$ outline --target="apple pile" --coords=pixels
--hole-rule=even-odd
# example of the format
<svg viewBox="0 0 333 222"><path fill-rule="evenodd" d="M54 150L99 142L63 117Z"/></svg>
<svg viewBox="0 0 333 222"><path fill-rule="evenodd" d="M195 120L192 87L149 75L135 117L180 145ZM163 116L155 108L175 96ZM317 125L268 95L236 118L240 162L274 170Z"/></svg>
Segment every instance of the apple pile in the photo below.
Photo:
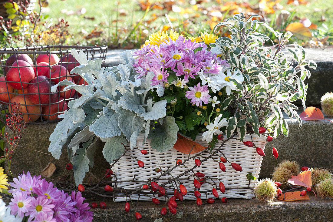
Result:
<svg viewBox="0 0 333 222"><path fill-rule="evenodd" d="M0 103L20 103L26 121L30 117L31 122L35 122L41 114L46 120L59 119L58 113L68 108L67 100L81 95L74 89L64 91L65 86L52 93L51 87L66 79L87 84L78 75L69 74L80 64L70 54L61 59L56 54L40 54L36 60L35 65L30 57L24 54L13 54L7 59L4 76L0 77ZM11 113L11 106L8 106Z"/></svg>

★ ★ ★ ★

_DIRECTIONS FOR THIS TASK_: Arrange all the material above as a two-column CSV with the header input,output and one row per block. Put the block's text in input and its answer in output, quote each field, replace line breaks with spaces, and leave out the pictures.

_SOLUTION TO THIS TASK_:
input,output
"$ outline --target=""apple pile"" --coords=pixels --hole-rule=even-odd # example of the format <svg viewBox=""0 0 333 222""><path fill-rule=""evenodd"" d=""M54 150L99 142L63 117Z""/></svg> <svg viewBox=""0 0 333 222""><path fill-rule=""evenodd"" d=""M195 120L192 87L149 75L135 117L180 145ZM163 116L155 108L175 96ZM317 125L268 95L236 118L240 162L274 170Z""/></svg> Segment every instance of the apple pile in the photo below. Photo: Result:","<svg viewBox=""0 0 333 222""><path fill-rule=""evenodd"" d=""M0 103L20 103L26 121L30 117L31 122L35 122L41 114L46 120L59 119L58 113L68 108L67 100L81 95L74 89L64 91L65 86L52 93L51 87L66 79L87 84L78 75L69 74L80 64L70 54L61 59L56 54L40 54L36 60L35 65L30 57L24 54L13 54L7 59L4 76L0 77ZM11 113L11 106L8 106Z""/></svg>"